### WHAT TO WORK ON
1) According to the East Timor article, how many members of East Timor's parliament voted on the resolution?
2) Please set down the passage of the East Timor article that begins with the words "East Timor rejects" and ends with "Minister, in Sydney.", copying it word for word.

### EXCERPTED TEXT
** Begin **
ID :
132558
Mon, 07/12/2010 - 21:43
Auther :

East Timor rejects Gillard's plan



East Timor's parliament has rejected a proposal by the Australian government to
establish a regional processing centre for asylum seekers.
All parties of the East Timorese government were in opposition to the proposal
floated by Prime Minister Julia Gillard last week, ABC Radio reported.
The decision to reject the proposal was unanimous among the 34 members of East
Timor's 65 person parliament who voted on the resolution.
Prime Minister Julia Gillard has declined to comment on the East Timor parliament's
decision on Monday.
The news came as Ms Gillard launched author Blanche d'Alpuget's latest book, Hawke:
The Prime Minister, in Sydney.
Immediately after the launch, Ms Gillard was asked by journalists to comment on the
East Timorese resolution.
She declined to comment, saying good night to them instead, and rushed off.
Earlier on Monday, Ms Gillard said she was focused on dialogue with East Timor on
setting up the centre.
"I announced it last Tuesday and I have been determined each day since to get it
done. We are now in dialogue with East Timor," Ms Gillard earlier told reporters in
Adelaide.
** End **
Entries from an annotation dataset
** Begin **
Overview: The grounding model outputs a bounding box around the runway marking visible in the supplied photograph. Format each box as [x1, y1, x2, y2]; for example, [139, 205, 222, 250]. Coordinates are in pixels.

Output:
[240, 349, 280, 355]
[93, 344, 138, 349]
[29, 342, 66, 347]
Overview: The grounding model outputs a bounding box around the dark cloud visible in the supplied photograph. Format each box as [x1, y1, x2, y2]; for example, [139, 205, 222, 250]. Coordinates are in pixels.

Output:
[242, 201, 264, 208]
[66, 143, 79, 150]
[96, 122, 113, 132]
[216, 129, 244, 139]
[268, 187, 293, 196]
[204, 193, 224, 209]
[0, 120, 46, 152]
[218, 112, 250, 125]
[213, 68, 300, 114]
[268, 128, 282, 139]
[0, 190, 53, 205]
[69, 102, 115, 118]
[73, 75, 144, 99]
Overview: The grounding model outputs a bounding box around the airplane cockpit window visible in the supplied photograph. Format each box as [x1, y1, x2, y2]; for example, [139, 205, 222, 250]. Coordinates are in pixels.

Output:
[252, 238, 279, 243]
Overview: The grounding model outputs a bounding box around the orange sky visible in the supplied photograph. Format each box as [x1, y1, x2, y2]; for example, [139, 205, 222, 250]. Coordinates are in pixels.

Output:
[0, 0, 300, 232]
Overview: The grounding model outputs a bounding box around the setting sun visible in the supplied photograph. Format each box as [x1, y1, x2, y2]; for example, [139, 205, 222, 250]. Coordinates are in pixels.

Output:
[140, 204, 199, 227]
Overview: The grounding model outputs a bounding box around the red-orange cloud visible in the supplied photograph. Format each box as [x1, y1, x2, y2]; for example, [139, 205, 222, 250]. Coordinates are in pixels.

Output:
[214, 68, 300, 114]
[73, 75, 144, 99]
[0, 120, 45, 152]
** End **
### FULL ANSWERS
1) 34

2)
East Timor rejects Gillard's plan



East Timor's parliament has rejected a proposal by the Australian government to
establish a regional processing centre for asylum seekers.
All parties of the East Timorese government were in opposition to the proposal
floated by Prime Minister Julia Gillard last week, ABC Radio reported.
The decision to reject the proposal was unanimous among the 34 members of East
Timor's 65 person parliament who voted on the resolution.
Prime Minister Julia Gillard has declined to comment on the East Timor parliament's
decision on Monday.
The news came as Ms Gillard launched author Blanche d'Alpuget's latest book, Hawke:
The Prime Minister, in Sydney.